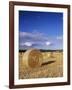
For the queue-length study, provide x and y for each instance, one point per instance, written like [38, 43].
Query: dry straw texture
[32, 58]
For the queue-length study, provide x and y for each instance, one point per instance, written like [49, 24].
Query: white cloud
[59, 37]
[48, 43]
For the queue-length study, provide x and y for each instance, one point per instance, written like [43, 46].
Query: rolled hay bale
[32, 58]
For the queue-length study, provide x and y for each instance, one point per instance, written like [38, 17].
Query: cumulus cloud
[26, 44]
[33, 39]
[48, 43]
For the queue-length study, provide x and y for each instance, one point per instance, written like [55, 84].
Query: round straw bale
[32, 58]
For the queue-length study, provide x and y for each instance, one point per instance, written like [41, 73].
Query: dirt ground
[52, 66]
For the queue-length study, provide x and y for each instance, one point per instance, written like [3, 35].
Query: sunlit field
[52, 66]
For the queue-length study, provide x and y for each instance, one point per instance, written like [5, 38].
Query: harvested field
[52, 66]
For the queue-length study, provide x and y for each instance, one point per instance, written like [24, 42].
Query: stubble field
[52, 66]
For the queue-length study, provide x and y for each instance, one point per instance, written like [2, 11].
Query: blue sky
[41, 30]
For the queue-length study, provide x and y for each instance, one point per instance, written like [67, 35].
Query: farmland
[52, 66]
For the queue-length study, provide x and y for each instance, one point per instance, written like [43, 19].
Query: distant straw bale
[32, 58]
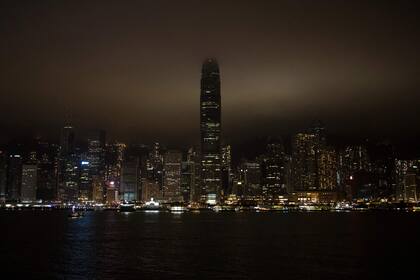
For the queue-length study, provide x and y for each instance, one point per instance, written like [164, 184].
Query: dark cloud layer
[133, 67]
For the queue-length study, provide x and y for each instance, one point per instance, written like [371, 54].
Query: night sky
[133, 67]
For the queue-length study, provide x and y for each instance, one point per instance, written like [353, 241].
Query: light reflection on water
[150, 245]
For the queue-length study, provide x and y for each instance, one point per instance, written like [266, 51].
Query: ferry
[151, 205]
[75, 214]
[127, 207]
[177, 209]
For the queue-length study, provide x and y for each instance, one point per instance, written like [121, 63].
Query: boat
[127, 207]
[151, 205]
[177, 208]
[75, 214]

-=-=-

What you return should match the entries word for word, pictures aside.

For the queue-length study, provide x and y for each instance, one point per instance, written like [38, 43].
Query: dry straw texture
[32, 58]
For the queue-length study, provide x and y for each instance, one point per instance, written like [49, 24].
Query: white cloud
[59, 37]
[48, 43]
For the queue-length study, provide x and y for each instance, one point per instance, written like [43, 46].
Query: rolled hay bale
[32, 58]
For the queue-length study, provide x and y for each instance, one point per instance, written like [38, 17].
Query: cumulus cloud
[26, 44]
[33, 39]
[48, 43]
For the queue-length study, provide x and y for each instance, one point per instance, written like [55, 84].
Query: round straw bale
[32, 58]
For the queue-length study, provide x and y for each instance, one point per instance, written like [41, 73].
Query: dirt ground
[52, 66]
For the queue-length study, provide x and y for each instance, one point per instance, written like [3, 35].
Query: sunlit field
[52, 66]
For the queue-length study, provide x and y for each instance, one point per instance, written like [5, 38].
Query: harvested field
[52, 66]
For the queue-length study, provide x and y for each instance, one point per instance, written like [24, 42].
Query: stubble field
[52, 66]
For the queue-length study, provide x and y for each instance, one point per instance, written like [2, 11].
Query: blue sky
[41, 30]
For the queue-length study, provide x and y for each instance, one point per instance, written like [67, 35].
Query: farmland
[52, 66]
For the queue-length study, provide x and y for each instance, one point per instance, written like [43, 19].
Query: distant straw bale
[32, 58]
For the queue-length study, provide x and y for each instance, one point per instance, written like [164, 184].
Query: dark cloud layer
[133, 67]
For the queue-length study, provide x and y for each instance, one point per instance, written like [371, 54].
Query: night sky
[133, 67]
For the queue-length study, provide x and y for each instance, one point per instance, written like [353, 241].
Query: light reflection on water
[150, 245]
For the queue-length study, provide x and y for each instance, one point per instance, written like [266, 51].
Query: ferry
[151, 205]
[75, 214]
[127, 207]
[177, 209]
For the queue-length study, provide x and y for each instance, one point per instance, written like [121, 63].
Query: boat
[127, 207]
[151, 205]
[177, 208]
[75, 214]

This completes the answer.